GIVEN TEXT -
··········
From: Hilary A. Kaplan <libhk>
Date: Friday, March 24, 1989
It recently came to my attention that additional exhibition cases
were being constructed for Special Collections based on the 20
year old cases they already had.  Because I was not involved in
this project until the cases were almost complete, I have had
little imput in the design, and choice of wood, but have obtained
potentially useful information for one starting from scratch.  I
offer what I know, and encourage others to contribute whatever
they may to this very confusing, complicated, and little
explained (in practical terms) issue.

Harold Berndt, University of California, Forest Products Lab,
1301 S. 46th Street, Richmond California 94804  (415) 231-9488
welcomes questions and is VERY interested in the influenuce of
various gases on artifacts. He has just submitted an article to
the AIC journal and is interested in knowing whether or not
conservators would be interested in this type of research.
(Thanks to Robert Espinosa for giving me Dr. Berndt's name). He
talked about the difficulties in tracking deterioration in
cellulose (metals are easier because they change weight, and
something visual also occurs to the material being tested).  He
hypothesizes that conservators should be able to test their
exhibit cases in-house (by using some type of lead strip, and
track its weight).

Dr. Berndt alerted me to textile materials (for lining the case)
that might be treated.  If, for instance, it is 100% cotton, but
is wrinkle resistant, or flame resistant, it has been TREATED,
likely with something undesirable from a conservation point of
view (formaldehyde).  He recommends washing such fabrics if they
are selected.  If these materials hydrolyze, formic acid will

Dr. Berndt is interested in CARASORB (also recommended by Robert
Espinosa) sold by Conservation Materials in Nevada.  Carasorb are
air cleaning pellets (potassium permaganate coated) and will
absorb the nasty materials in your case.  It starts out purple
and turns brown so it can be used as an indicator of how quickly
products in your cases may be outgassing.

Because most testing has been done for metals rather than organic
materials, it is hard to know exactly what should be done for
exhibiting books and papers.  The main concern of outgassing (for
scientists, at least) is with metals (bronze, zinc, and lead).  A
constant RH under 70% (!) and constant temperature should
eliminate some concern (according to Dr. Berndt).  As far as
choice of sealant, he feels that it might be better NOT to seal
(see below) as long as the case is kept dry.

I spoke with Bill Minter about a source for pure, stable textile
materials. Bill recommended Thomas Klaas at Test Fabrics, Inc.
··········
DATASET EXTRACT -
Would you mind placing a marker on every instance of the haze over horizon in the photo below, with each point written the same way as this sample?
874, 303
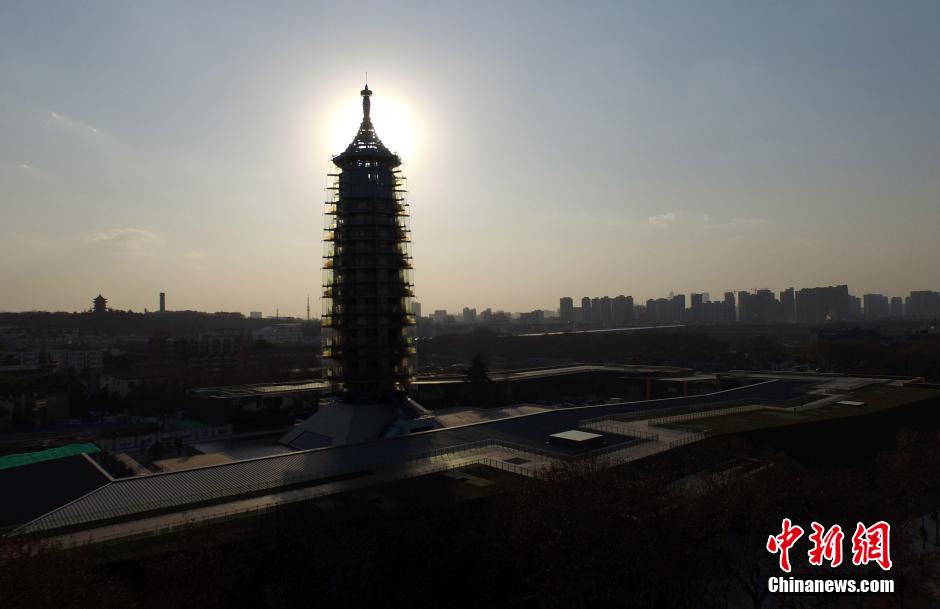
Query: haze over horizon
551, 150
··········
PROBLEM DESCRIPTION - In the message about exhibition cases, what color is Carasorb at first, and what color does it turn? The data comes from a different source than the message about exhibition cases.

COMPLETE ANSWER - Carasorb starts out purple and turns brown.